• **EXCERPTED DATA**:
+ + + +

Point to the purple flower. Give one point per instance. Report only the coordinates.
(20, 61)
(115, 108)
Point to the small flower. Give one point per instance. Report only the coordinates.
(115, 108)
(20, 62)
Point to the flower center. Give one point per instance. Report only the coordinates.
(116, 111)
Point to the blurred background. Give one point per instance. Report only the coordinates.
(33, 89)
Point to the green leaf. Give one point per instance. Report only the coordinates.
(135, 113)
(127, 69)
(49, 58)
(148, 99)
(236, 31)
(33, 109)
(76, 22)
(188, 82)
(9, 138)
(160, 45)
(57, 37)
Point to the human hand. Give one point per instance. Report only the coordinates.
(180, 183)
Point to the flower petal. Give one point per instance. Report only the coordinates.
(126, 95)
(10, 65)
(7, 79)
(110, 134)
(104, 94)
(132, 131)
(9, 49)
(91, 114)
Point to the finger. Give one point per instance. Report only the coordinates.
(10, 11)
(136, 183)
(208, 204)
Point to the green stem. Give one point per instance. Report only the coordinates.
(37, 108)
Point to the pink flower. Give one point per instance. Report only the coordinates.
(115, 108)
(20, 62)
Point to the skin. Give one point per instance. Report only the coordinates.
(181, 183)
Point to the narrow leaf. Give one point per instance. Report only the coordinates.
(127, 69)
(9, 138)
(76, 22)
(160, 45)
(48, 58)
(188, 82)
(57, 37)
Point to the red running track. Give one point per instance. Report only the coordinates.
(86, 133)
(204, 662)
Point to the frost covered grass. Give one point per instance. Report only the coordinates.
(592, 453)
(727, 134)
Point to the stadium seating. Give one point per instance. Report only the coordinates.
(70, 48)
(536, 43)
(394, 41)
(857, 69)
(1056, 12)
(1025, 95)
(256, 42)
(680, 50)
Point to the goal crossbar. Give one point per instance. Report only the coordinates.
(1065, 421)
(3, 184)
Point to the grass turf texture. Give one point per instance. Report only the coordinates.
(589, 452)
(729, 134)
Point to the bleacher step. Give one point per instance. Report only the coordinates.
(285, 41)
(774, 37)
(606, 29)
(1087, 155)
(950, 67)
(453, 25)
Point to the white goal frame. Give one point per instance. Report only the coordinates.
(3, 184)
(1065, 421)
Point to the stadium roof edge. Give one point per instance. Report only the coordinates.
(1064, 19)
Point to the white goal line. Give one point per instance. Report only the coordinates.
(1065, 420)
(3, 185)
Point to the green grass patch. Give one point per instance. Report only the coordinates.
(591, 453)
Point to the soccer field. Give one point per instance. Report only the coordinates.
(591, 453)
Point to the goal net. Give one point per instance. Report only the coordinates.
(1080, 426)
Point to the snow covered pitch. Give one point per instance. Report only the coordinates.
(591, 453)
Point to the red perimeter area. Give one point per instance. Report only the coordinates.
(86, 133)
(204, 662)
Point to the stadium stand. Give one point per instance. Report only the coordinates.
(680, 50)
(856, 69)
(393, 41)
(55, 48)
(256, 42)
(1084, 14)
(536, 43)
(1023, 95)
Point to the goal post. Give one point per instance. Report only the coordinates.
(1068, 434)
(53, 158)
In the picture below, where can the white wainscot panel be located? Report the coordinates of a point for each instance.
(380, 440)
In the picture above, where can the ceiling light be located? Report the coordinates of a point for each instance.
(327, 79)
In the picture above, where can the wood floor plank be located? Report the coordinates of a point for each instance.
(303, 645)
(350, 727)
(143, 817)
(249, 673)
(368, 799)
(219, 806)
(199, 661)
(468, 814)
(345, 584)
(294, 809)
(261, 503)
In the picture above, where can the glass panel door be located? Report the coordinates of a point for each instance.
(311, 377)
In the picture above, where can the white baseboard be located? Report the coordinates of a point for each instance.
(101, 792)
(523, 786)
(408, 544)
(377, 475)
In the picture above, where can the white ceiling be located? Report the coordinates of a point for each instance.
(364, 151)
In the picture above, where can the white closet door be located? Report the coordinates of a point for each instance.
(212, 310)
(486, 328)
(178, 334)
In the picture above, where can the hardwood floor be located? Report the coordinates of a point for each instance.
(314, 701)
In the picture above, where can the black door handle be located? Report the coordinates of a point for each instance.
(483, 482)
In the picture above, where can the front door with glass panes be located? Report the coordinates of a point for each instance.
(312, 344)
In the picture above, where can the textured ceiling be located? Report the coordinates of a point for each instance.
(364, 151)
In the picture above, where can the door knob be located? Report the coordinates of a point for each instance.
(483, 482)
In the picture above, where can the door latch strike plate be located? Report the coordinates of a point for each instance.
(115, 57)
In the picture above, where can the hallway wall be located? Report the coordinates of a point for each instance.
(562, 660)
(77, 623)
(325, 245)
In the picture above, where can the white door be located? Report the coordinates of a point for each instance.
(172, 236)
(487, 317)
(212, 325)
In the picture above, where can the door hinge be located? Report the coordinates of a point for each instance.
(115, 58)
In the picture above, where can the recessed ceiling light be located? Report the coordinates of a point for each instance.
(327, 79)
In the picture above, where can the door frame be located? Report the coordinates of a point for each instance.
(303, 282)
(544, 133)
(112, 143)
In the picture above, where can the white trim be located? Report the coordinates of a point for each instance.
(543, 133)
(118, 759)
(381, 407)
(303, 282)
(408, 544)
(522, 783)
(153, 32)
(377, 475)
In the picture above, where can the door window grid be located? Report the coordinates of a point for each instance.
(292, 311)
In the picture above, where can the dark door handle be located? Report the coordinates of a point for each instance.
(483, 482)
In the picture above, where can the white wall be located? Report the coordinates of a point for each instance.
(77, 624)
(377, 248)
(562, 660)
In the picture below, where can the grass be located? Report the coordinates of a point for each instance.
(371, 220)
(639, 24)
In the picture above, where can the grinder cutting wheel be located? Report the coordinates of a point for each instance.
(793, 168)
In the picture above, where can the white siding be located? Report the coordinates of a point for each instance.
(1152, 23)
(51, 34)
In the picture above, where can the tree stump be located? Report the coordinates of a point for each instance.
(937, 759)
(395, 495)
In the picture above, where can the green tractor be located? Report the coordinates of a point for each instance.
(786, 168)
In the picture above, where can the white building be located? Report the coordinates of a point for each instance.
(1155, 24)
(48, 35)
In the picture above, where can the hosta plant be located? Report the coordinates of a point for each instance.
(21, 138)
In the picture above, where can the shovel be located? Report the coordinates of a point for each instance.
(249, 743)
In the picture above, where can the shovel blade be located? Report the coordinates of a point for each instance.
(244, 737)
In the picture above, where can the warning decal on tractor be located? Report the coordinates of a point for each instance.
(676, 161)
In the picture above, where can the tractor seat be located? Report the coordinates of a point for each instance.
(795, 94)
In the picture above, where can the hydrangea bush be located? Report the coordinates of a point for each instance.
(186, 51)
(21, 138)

+ + + +

• **YOUR OBJECTIVE**:
Every entry in the listing above is to be repeated verbatim.

• **TASK SOLUTION**:
Point to the purple flower. Give one point per instance. Report only the coordinates.
(20, 61)
(115, 108)
Point to the small flower. Give one point per instance. Report only the coordinates.
(115, 108)
(20, 62)
Point to the flower center. Give one point per instance. Report only the coordinates.
(116, 111)
Point to the blurred background. Give one point per instance. Report only the coordinates.
(33, 89)
Point to the green leaf. Give one point per instance. Report only the coordinates.
(135, 113)
(127, 69)
(49, 58)
(148, 99)
(236, 31)
(33, 109)
(76, 22)
(188, 82)
(9, 138)
(160, 45)
(57, 37)
Point to the human hand. Give one point per instance. Report only the coordinates.
(180, 183)
Point to the flower petal. Give one point per instance. Report only the coordinates.
(126, 95)
(10, 65)
(7, 79)
(110, 134)
(104, 94)
(132, 131)
(9, 49)
(91, 114)
Point to the finger. Give one point per instance. Report only the coordinates.
(10, 11)
(136, 183)
(208, 204)
Point to the green stem. Give one point per instance. Report only the coordinates.
(37, 108)
Point to the pink flower. Give one point per instance. Report only the coordinates.
(115, 108)
(20, 62)
Point to the skin. Give one point per instance. Report only the coordinates.
(181, 183)
Point to the narrow leaf. Give one point per instance. Report only the coordinates.
(127, 69)
(9, 138)
(76, 22)
(160, 45)
(48, 58)
(188, 82)
(57, 37)
Point to the red running track. Give one point per instance. Report only the coordinates.
(86, 133)
(204, 662)
Point to the frost covered grass. Give one point per instance. Report only the coordinates.
(592, 453)
(727, 134)
Point to the stadium seating. Give one point per instance. Report only the coordinates.
(70, 48)
(536, 43)
(394, 41)
(857, 69)
(1056, 12)
(1025, 95)
(256, 42)
(680, 50)
Point to the goal crossbar. Give one point per instance. Report only the coordinates.
(1065, 421)
(3, 184)
Point to the grass turf texture. Give one point per instance. Report only the coordinates.
(589, 452)
(729, 134)
Point to the bleacher step. Give one point per instance. Report only the coordinates.
(285, 41)
(774, 37)
(606, 29)
(1087, 155)
(950, 67)
(453, 25)
Point to the white goal frame. Give one point per instance. Report only the coordinates.
(3, 184)
(1065, 421)
Point to the stadium roof edge. Give one point per instance. Report only the coordinates.
(1064, 19)
Point to the white goal line. Give one point per instance. Report only the coordinates.
(1065, 420)
(3, 185)
Point to the green grass patch. Give one point per instance. Report only the coordinates.
(591, 453)
Point to the soccer field. Give one point per instance. Report only the coordinates.
(591, 453)
Point to the goal net. Give one point per instance. Report only the coordinates.
(1080, 426)
Point to the snow covered pitch. Give one point per instance. Report only the coordinates.
(591, 453)
Point to the red perimeter area. Give one point per instance. Report only the coordinates.
(86, 133)
(204, 662)
Point to the stadium stand. Give one point per instance. Report only the coordinates.
(680, 50)
(856, 69)
(393, 41)
(55, 48)
(256, 42)
(1084, 14)
(536, 43)
(1023, 95)
Point to the goal post. Give one point per instance. Report only the coordinates.
(1068, 434)
(53, 158)
In the picture below, where can the white wainscot panel be located? Report the coordinates of a point for each instance.
(380, 440)
In the picture above, where can the ceiling light be located? Report the coordinates of a point for each instance.
(327, 79)
In the picture above, where can the wood floor plank be located? Report the coordinates of a point for each instance.
(303, 645)
(350, 727)
(143, 817)
(249, 673)
(368, 799)
(219, 806)
(199, 661)
(468, 814)
(345, 584)
(294, 809)
(261, 503)
In the picture above, where can the glass panel door be located? Report the coordinates of a point for each instance.
(311, 377)
In the picture above, where can the white baseboard be located? Report the coordinates of a point for each instance.
(101, 792)
(523, 786)
(408, 544)
(377, 475)
In the picture above, where can the white ceiling be located? Report the coordinates of a point for each instance.
(364, 151)
In the picture above, where can the white closet door be located? Report the coordinates of a point for each instance.
(212, 310)
(486, 328)
(178, 334)
In the picture above, where can the hardwood floor be located? Report the coordinates of a point for each instance.
(314, 701)
In the picture above, where can the black door handle be located? Report the coordinates of a point for each instance.
(483, 482)
In the picture above, where can the front door with glass panes be located? Report the coordinates of a point for each instance.
(312, 344)
In the picture above, where can the textured ceiling be located? Report the coordinates of a point for each instance.
(364, 151)
In the picture above, where can the door knob be located? Report the coordinates of a point for each instance.
(483, 482)
In the picture above, where can the door latch strike plate be located? Report the coordinates of a point for each instance.
(115, 57)
In the picture above, where can the hallway wall be located? Report the coordinates of a point for each instance.
(562, 660)
(77, 623)
(325, 245)
In the picture above, where can the white door be located? Report the coordinates of a point for each instance.
(172, 236)
(487, 317)
(212, 325)
In the picture above, where can the door hinge be located? Report the coordinates of a point for each instance.
(115, 58)
In the picture above, where can the recessed ceiling light be located? Report the coordinates of a point for each instance.
(327, 79)
In the picture above, where can the door frame be located? Report the coordinates of a point for each instance.
(303, 282)
(544, 133)
(112, 143)
In the picture above, where can the white trim be located? Report the coordinates of a point for each instance.
(543, 133)
(118, 759)
(381, 407)
(303, 282)
(408, 544)
(522, 783)
(153, 32)
(377, 475)
In the picture above, where can the door window grid be located? Report the coordinates of a point for each instance.
(292, 311)
In the picture above, where can the dark door handle be located? Report the coordinates of a point for each instance.
(483, 482)
In the picture above, where can the white wall be located? Report the coordinates of a point for each instance.
(77, 624)
(377, 248)
(562, 660)
In the picture below, where can the grass be located? Report the coordinates of a point for each instance.
(371, 220)
(639, 24)
In the picture above, where can the grinder cutting wheel be located? Report the coordinates of a point for each instance.
(793, 168)
In the picture above, where can the white siding be located? Report the coordinates of a point for each instance.
(1152, 23)
(51, 34)
In the picture above, where can the tree stump be located? Report the coordinates of a point for each instance.
(937, 759)
(395, 495)
In the picture above, where can the green tractor be located? Report the coordinates of a point for each instance.
(786, 168)
In the picture above, where can the white building be located? Report the coordinates of a point for each instance.
(1155, 24)
(48, 35)
In the picture above, where can the hosta plant be located? Report the coordinates of a point for each instance.
(21, 138)
In the picture above, where can the shovel be located? Report the coordinates of a point for each instance.
(249, 743)
In the picture above, where can the shovel blade be located? Report the coordinates of a point for each instance.
(244, 737)
In the picture above, where can the warning decal on tractor be located? Report the coordinates of a point for each instance.
(676, 161)
In the picture above, where can the tractor seat be located? Report the coordinates of a point for each instance.
(795, 94)
In the picture above, where can the hydrangea bush be located? Report the coordinates of a point for each instance.
(186, 51)
(21, 138)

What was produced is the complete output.